Raw records:
## BEGIN
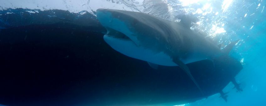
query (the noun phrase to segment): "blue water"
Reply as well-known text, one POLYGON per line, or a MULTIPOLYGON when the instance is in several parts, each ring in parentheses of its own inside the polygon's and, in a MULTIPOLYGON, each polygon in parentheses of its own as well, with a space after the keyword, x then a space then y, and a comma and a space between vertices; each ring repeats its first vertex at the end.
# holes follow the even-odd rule
MULTIPOLYGON (((180 12, 179 9, 174 8, 177 7, 175 7, 176 4, 174 3, 174 1, 168 1, 168 4, 172 5, 172 7, 174 8, 172 13, 175 14, 177 11, 180 12)), ((266 89, 266 65, 265 65, 266 56, 264 55, 266 54, 266 35, 264 33, 266 29, 266 10, 264 10, 266 1, 232 1, 226 11, 224 12, 220 7, 222 5, 222 2, 219 2, 220 1, 214 1, 216 2, 210 2, 211 4, 210 6, 213 7, 212 11, 214 12, 216 10, 219 13, 215 15, 216 12, 212 12, 205 15, 203 15, 201 13, 194 14, 196 17, 200 18, 200 21, 202 21, 202 24, 200 24, 201 26, 197 28, 210 35, 211 37, 217 44, 222 43, 226 45, 230 41, 241 40, 230 55, 238 59, 242 63, 243 69, 235 78, 238 82, 241 84, 241 86, 243 88, 243 91, 241 93, 236 92, 235 89, 232 89, 234 85, 230 83, 223 90, 229 92, 227 102, 219 98, 220 94, 217 94, 207 99, 180 106, 266 106, 264 102, 266 96, 265 90, 266 89), (219 7, 216 7, 218 6, 219 7), (208 21, 206 21, 206 19, 208 21), (212 24, 215 23, 219 23, 217 26, 223 28, 226 32, 218 33, 214 32, 211 30, 211 27, 213 27, 212 24), (224 24, 222 26, 222 23, 224 24), (204 27, 206 28, 207 31, 203 28, 204 27), (212 36, 212 34, 215 36, 212 36)), ((207 1, 200 2, 199 3, 200 4, 197 6, 203 6, 208 2, 207 1)), ((1 5, 0 4, 0 6, 1 5)), ((186 6, 186 8, 190 8, 191 10, 187 11, 188 13, 192 13, 197 10, 195 9, 196 7, 192 7, 193 6, 186 6)), ((208 8, 206 10, 210 8, 208 8)), ((152 11, 152 13, 155 13, 157 14, 154 15, 161 18, 173 20, 171 17, 165 17, 166 15, 163 13, 159 12, 159 14, 158 14, 158 13, 154 11, 156 10, 144 10, 152 11)), ((0 22, 5 23, 8 25, 12 24, 3 20, 0 20, 0 22)), ((17 25, 14 26, 16 25, 17 25)), ((0 26, 0 28, 5 28, 5 27, 6 26, 0 26)), ((215 28, 216 30, 217 29, 215 28)), ((162 104, 158 104, 161 105, 162 104)), ((174 105, 175 104, 169 103, 163 105, 174 105)))

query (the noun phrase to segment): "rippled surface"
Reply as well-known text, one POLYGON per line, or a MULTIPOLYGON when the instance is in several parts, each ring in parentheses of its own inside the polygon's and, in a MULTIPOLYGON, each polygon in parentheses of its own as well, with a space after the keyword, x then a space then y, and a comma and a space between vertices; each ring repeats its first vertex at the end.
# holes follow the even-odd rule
## END
## Stated exercise
How many lines of the data above contain the string "segment"? Reply with the count alone.

## Result of this task
2